» WHAT TO PRODUCE
Take the entries below and print, exactly, the stretch from the line containing "Target: two-story neighbor house" through the line containing "Target: brick chimney", both included.

(Stored data)
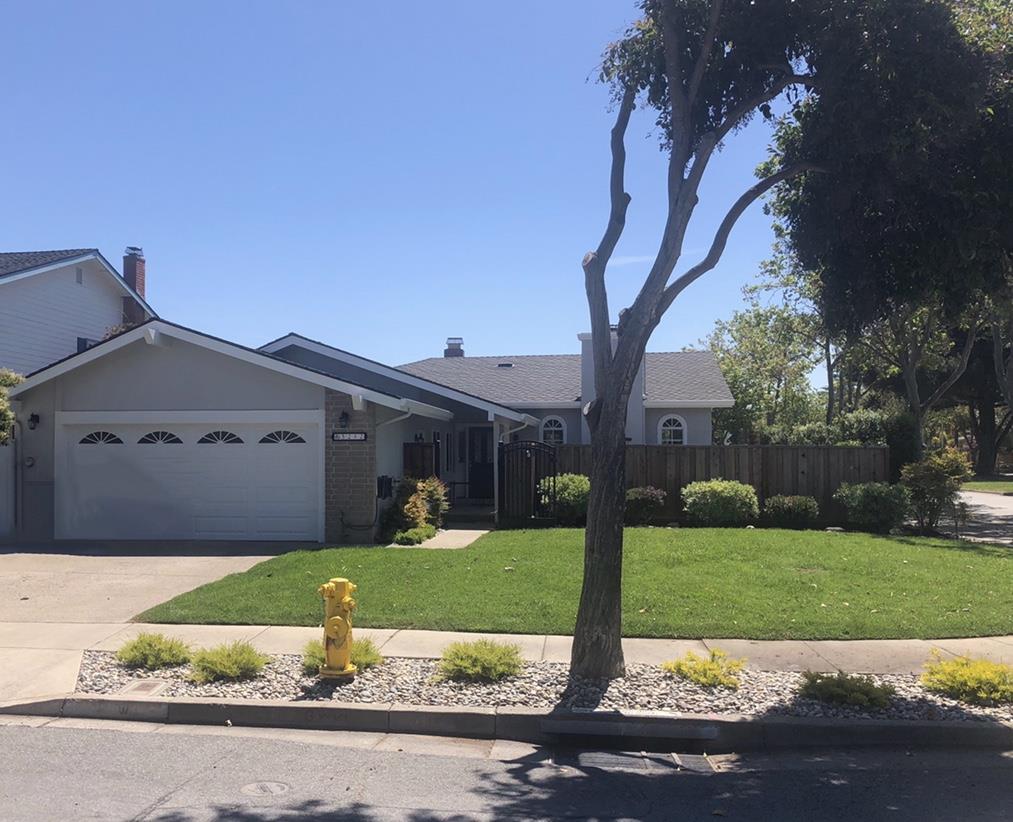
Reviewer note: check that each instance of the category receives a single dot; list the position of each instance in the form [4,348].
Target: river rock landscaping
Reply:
[540,684]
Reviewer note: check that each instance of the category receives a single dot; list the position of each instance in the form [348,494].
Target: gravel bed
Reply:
[541,684]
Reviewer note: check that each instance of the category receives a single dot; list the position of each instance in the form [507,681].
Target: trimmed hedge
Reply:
[875,507]
[791,512]
[643,505]
[720,502]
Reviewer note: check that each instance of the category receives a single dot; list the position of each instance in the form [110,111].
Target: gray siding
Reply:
[699,430]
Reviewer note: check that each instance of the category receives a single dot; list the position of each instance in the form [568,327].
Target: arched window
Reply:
[672,430]
[160,438]
[226,437]
[553,431]
[282,437]
[100,438]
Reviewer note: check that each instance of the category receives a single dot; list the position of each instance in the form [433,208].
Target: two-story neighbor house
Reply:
[56,303]
[165,433]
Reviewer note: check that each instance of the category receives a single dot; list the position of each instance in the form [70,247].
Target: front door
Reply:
[480,484]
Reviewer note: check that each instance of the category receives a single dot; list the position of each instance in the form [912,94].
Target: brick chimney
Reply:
[134,277]
[134,269]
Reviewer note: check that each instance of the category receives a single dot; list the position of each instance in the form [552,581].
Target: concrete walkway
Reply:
[42,659]
[991,518]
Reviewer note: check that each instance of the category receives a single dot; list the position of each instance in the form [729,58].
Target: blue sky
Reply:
[376,175]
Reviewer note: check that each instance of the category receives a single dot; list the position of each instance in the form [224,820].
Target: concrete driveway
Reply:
[106,585]
[991,518]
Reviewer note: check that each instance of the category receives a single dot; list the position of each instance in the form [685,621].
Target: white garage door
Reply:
[188,480]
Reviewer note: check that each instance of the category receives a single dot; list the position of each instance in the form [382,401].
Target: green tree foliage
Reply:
[766,355]
[8,379]
[872,80]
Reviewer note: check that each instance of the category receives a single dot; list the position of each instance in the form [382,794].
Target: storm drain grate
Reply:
[614,760]
[145,687]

» EXPECTED OUTPUT
Target: two-story neighbor house
Reply:
[56,303]
[165,433]
Reviewer note: check that each instance of the category receives a single dot; list the position of each instance in the form [70,247].
Target: front door
Reply:
[480,484]
Reviewer note: check that each instance of the category receives a single dot; list the position of each instance in the form [912,94].
Target: brick chimney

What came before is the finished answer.